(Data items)
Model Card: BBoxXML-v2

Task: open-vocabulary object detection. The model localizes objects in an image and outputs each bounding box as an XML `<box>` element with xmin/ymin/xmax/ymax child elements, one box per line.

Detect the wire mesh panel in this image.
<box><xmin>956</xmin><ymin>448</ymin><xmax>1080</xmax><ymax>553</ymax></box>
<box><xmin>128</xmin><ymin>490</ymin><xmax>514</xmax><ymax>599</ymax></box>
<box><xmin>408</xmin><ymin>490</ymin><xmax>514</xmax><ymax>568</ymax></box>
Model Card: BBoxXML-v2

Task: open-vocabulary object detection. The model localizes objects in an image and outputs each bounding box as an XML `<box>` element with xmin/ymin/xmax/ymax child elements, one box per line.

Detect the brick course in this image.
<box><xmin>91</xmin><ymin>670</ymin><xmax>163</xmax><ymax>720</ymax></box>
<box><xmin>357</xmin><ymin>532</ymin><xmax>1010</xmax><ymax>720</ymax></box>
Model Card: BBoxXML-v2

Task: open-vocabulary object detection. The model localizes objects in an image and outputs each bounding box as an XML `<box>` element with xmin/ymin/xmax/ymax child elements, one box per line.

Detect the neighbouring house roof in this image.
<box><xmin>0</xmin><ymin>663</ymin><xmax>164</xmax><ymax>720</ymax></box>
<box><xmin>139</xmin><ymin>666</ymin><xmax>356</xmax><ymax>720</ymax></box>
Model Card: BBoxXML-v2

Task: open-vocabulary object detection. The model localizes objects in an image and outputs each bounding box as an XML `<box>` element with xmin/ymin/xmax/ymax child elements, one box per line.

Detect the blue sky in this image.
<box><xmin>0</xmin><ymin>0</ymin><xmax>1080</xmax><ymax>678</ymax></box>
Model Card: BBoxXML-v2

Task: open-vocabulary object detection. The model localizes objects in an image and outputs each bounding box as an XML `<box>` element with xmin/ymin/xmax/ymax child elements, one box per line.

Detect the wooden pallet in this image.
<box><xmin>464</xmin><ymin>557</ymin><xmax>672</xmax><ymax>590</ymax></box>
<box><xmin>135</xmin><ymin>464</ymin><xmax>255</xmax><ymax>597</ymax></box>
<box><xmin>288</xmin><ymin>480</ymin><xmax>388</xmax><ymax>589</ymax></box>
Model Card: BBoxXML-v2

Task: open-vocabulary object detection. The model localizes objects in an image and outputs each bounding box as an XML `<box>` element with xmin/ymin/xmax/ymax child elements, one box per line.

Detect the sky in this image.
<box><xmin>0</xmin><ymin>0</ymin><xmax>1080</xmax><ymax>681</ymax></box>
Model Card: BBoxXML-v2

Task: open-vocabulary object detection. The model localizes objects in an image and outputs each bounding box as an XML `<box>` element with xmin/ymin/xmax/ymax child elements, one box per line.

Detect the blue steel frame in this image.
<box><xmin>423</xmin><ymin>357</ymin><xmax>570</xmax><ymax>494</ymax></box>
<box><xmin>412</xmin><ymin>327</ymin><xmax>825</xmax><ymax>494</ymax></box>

Prompt:
Return every line from the entries above that contains the word "this".

Answer to the problem:
Detect the wire mesh panel in this image.
Detect the brick course in this image.
Detect the neighbouring house roof in this image.
Detect the blue sky in this image.
Detect the wooden pallet in this image.
Detect the sky in this image.
Detect the blue steel frame in this image.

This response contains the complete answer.